### STORED RECORDS
----
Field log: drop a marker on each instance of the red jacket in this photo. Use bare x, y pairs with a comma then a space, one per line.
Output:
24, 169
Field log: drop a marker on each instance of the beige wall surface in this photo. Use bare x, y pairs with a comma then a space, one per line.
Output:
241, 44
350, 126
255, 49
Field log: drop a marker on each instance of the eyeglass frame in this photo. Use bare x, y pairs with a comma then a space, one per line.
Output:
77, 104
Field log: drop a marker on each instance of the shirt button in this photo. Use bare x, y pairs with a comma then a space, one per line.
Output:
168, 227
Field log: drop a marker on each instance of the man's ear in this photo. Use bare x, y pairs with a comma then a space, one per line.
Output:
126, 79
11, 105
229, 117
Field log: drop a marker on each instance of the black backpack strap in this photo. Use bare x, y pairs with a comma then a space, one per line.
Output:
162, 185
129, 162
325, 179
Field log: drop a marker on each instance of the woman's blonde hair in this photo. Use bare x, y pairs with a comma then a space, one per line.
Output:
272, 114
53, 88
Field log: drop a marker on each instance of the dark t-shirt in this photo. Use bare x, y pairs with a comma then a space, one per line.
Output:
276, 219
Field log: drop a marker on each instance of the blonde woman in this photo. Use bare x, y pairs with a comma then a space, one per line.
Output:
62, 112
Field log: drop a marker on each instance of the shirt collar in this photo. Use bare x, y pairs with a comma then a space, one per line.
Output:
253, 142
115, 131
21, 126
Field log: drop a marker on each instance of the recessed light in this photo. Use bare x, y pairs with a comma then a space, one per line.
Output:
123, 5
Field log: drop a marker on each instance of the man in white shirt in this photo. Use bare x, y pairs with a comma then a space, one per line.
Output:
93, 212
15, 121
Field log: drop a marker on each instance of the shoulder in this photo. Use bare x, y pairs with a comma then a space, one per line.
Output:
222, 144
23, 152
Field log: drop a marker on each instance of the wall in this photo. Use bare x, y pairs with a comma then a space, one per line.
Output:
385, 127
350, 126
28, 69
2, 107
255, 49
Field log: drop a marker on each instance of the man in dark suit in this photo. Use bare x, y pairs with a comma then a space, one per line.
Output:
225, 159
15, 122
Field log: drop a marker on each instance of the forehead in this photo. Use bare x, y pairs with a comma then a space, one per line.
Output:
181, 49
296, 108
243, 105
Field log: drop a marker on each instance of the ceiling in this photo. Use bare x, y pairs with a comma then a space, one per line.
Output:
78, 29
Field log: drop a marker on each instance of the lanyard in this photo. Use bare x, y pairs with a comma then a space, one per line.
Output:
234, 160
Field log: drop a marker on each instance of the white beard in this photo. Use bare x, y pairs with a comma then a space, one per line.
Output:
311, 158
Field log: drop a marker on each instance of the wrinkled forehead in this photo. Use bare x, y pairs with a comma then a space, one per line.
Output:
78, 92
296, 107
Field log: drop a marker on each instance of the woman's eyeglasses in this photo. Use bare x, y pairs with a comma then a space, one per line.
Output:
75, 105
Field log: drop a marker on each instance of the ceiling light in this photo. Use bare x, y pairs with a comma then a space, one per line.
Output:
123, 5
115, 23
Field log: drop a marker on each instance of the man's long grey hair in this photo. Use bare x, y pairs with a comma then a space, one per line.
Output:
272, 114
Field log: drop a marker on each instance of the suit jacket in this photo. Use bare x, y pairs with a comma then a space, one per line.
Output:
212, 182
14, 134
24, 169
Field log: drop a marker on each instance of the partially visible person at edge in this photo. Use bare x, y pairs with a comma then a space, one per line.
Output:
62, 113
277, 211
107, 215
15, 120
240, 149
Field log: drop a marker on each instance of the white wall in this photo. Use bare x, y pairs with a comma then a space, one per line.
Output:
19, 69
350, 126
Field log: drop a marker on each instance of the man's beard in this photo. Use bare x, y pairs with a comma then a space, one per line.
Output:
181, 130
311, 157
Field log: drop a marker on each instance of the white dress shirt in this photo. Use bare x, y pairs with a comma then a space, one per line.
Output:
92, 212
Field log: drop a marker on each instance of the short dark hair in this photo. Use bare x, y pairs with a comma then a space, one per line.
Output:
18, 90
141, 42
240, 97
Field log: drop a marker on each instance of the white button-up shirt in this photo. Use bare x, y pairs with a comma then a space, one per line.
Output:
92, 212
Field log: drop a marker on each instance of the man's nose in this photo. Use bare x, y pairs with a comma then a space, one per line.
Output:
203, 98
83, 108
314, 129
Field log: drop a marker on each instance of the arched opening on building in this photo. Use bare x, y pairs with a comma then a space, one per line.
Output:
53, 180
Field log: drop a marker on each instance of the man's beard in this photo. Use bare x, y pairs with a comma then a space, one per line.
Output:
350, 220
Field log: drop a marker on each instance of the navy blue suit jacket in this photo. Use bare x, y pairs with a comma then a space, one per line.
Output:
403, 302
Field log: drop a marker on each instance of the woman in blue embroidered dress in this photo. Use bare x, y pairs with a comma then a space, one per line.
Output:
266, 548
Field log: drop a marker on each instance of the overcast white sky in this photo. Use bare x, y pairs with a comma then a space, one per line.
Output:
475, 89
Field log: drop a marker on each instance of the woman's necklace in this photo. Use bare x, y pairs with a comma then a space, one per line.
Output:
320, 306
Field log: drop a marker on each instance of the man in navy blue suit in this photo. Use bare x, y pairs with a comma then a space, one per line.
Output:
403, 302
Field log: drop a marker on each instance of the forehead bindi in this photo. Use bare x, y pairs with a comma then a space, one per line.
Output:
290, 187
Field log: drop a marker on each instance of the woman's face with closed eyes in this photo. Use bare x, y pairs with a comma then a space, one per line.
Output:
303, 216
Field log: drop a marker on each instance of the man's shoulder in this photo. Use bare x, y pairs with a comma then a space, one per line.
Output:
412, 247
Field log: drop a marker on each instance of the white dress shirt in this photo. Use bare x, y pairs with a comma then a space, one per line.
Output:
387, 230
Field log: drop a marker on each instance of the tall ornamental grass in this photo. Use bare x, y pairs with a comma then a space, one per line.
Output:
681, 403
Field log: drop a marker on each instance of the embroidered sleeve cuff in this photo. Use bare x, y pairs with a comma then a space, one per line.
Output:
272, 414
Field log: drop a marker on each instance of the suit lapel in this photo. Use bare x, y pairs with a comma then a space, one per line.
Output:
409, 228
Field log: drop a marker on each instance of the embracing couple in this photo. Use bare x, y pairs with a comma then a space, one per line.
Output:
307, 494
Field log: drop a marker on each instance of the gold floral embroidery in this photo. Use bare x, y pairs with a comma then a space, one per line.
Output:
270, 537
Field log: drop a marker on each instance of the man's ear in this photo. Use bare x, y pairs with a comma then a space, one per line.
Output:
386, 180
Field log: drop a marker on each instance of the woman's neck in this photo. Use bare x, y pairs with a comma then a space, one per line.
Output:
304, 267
----
### WHAT YOU WILL DO
Reproduce every record, matching each line exactly.

### COMPLETE RESPONSE
Field log: drop a marker on each instance of the red jacket in this photo. Use bare x, y pairs with a comma then a space, one per line.
Output:
24, 169
Field log: drop a marker on each instance of the beige wall surface in this photo. Use bare x, y pairs with a comma then a space, one per line.
Output:
241, 44
350, 126
255, 49
Field log: drop a marker on each instance of the eyeglass frame in this photo. Use bare x, y pairs with a comma then a space, one per line.
Output:
77, 104
Field log: drop a marker on each instance of the shirt button in this photo. Use bare x, y pairs with a comma then a space, one per line.
Output:
168, 227
Field log: drop a marker on each instance of the man's ear in this photo. Use bare x, y pairs with a comma then a space, one per line.
Output:
126, 79
11, 105
229, 117
Field log: drop a marker on each instance of the black backpack strap in this photo. Use bare x, y pairs with a comma then a space, one per line.
Output:
162, 185
129, 162
325, 179
Field log: drop a marker on each instance of the woman's blonde hair in this photo. Use bare x, y pairs with a comma then a space, one per line.
Output:
272, 114
53, 88
Field log: drop a marker on each instance of the dark t-shirt in this photo. Use bare x, y pairs with a comma then a space, one per line.
Output:
276, 219
Field log: drop a marker on each instance of the blonde woman in this photo. Use bare x, y pairs with a comma then a space, one per line.
Output:
62, 112
Field log: drop a marker on each instance of the shirt collar in this photo. Use bare x, y pairs with a comma then a space, one per line.
Output:
253, 142
115, 131
21, 126
Field log: drop a marker on each instance of the recessed light in this photo. Use bare x, y pairs with a comma then a space, one per line.
Output:
123, 5
Field log: drop a marker on each instance of the man in white shirt in this photo. Use bare x, y pairs with a comma then a space, one per line.
Output:
93, 212
15, 121
Field log: drop a marker on each instance of the shoulder in this photo. Use bare x, y pairs with a comma then a space, one per line.
Output:
222, 144
23, 152
Field log: drop a marker on each instance of the wall in this photo. Use bare x, y pairs with a comma then a space, one per line.
Output:
385, 127
350, 126
28, 69
2, 107
255, 49
Field log: drop a marker on each instance of the man in dark suit in this photo. Use bare x, y pairs with a comma then a space, one per line.
Output:
225, 159
15, 122
Field log: drop a marker on each instance of the forehead in this photo. Use bare x, y pairs with a comma then a space, one per line.
Output:
181, 49
296, 108
243, 105
Field log: drop a marker on each instance of the ceiling in this photo. Use bare x, y pairs with a comma then a space, one per line.
Output:
78, 29
Field log: drop a marker on each instance of the lanyard in this photo. Use bare x, y pairs with a comma then a space, one per line.
Output:
234, 160
Field log: drop a marker on each instance of the white beard in this photo. Use bare x, y pairs with a comma then a space, one per line.
Output:
311, 158
Field log: drop a marker on each instance of the wrinkled forehead in this photo. Use bare x, y pairs with a comma then a space, one per line.
Output:
78, 92
296, 107
Field log: drop a marker on each instance of the woman's eyeglasses in this photo. Use bare x, y pairs with a comma then a space, one per line.
Output:
75, 105
Field log: drop a marker on each instance of the ceiling light in this photo. Use bare x, y pairs with a comma then a space, one per line.
Output:
123, 5
115, 23
Field log: drop a marker on each instance of the man's long grey hair in this photo. Use bare x, y pairs with a comma then a space, one per line.
Output:
272, 114
Field log: drop a marker on each instance of the suit jacket in this photo. Use bare x, y pairs with a comma then a space, one per line.
Output:
212, 182
14, 134
24, 169
Field log: drop a marker on each instance of the partially visible person at edge in this photo. Use bare x, y pairs with a comma then a space, one per line.
Output:
62, 113
277, 211
107, 215
15, 120
240, 149
Field log: drop a marker on each instance of the white wall in this photo. Use bare x, y pairs with a comma then a space, one per line.
Output:
19, 69
350, 126
Field log: drop a marker on each instance of the man's beard in this photo. Use bare x, y pairs with a comma then a space, one per line.
Output:
181, 130
311, 157
Field log: drop a marker on each instance of the white dress shirt in this photo. Use bare x, y pairs with a comma then a space, one per line.
Output:
92, 212
Field log: drop a marker on each instance of the short dark hair in this photo. Use bare x, y pairs with a comma then a space, one per line.
Output:
18, 90
141, 42
240, 97
Field log: drop a marker on each instance of the white button-up shirt in this photo. Use bare x, y pairs with a comma then a space, one per line.
Output:
92, 212
Field log: drop a marker on each instance of the man's nose in this photo. Use bare x, y pairs with a comma then a space, one per line.
Output:
203, 98
83, 108
314, 129
Field log: drop a marker on each instance of the arched opening on building in this photo. Use bare x, y pairs with a comma then a space, one per line.
Output:
53, 180
Field log: drop a marker on each instance of the man's beard in this photo. Use bare x, y pairs with a comma then a space, one per line.
Output:
350, 220
Field log: drop a marker on each instance of the navy blue suit jacket in this photo. Use bare x, y pairs with a comma then a space, one per line.
Output:
403, 302
Field log: drop a marker on each instance of the woman in blue embroidered dress in this photo. Use bare x, y pairs with a comma then a space, one per line.
Output:
266, 548
Field log: drop a marker on each instance of the overcast white sky in this photo. Use bare x, y pairs with a comma then a space, one per line.
Output:
475, 89
Field log: drop a marker on each instance of the woman's necklace in this photo. Use bare x, y pairs with a comma then a space, one per line.
Output:
320, 306
Field log: drop a marker on each instance of the man in navy blue suit in this photo. Use bare x, y pairs with a comma then a space, one per line.
Output:
403, 302
Field log: drop a marker on each instance of the forehead bindi in this photo. Use bare x, y pairs with a comma then a space, one per line.
Output:
290, 187
Field log: drop a marker on each instance of the woman's face with closed eyes in this photo. Use bare x, y pairs with a comma then a space, one per line.
Output:
303, 216
Field log: drop a marker on each instance of the man's shoulder in this photo. Use bare x, y pairs with a comma then a space, one per line.
Output:
412, 247
Field log: drop a marker on each instance of the white dress shirt in this photo. Use bare x, y pairs with a comma then a space, one per line.
Output:
387, 230
Field log: drop a marker on each instance of the tall ornamental grass in this photo. Use bare x, y pairs with a comma then a space, one per line.
Output:
681, 403
Field log: drop a marker on each instance of the embroidered sleeve cuff in this photo. Use bare x, y pairs with a comma then a space, one per line.
Output:
272, 414
Field log: drop a marker on each instance of the suit lapel in this photo. Use bare x, y pairs with a comma then a space, one per line.
Output:
409, 228
Field log: drop a marker on each instance of the embracing couple in this photo. Use bare x, y pairs with a comma then a space, one per line.
Output:
307, 494
Field log: drop a marker on each instance of the gold floral embroidery in this photo. Use bare x, y pairs with a comma then a space, one per line.
Output:
270, 537
Field log: drop a marker on each instance of the man's ear in this photo. Use bare x, y pairs with a comma then a space, one per line.
Output:
386, 180
Field log: drop a marker on each instance of the woman's neck in this photo. Use bare x, y pairs with a comma then a space, one per line.
Output:
304, 267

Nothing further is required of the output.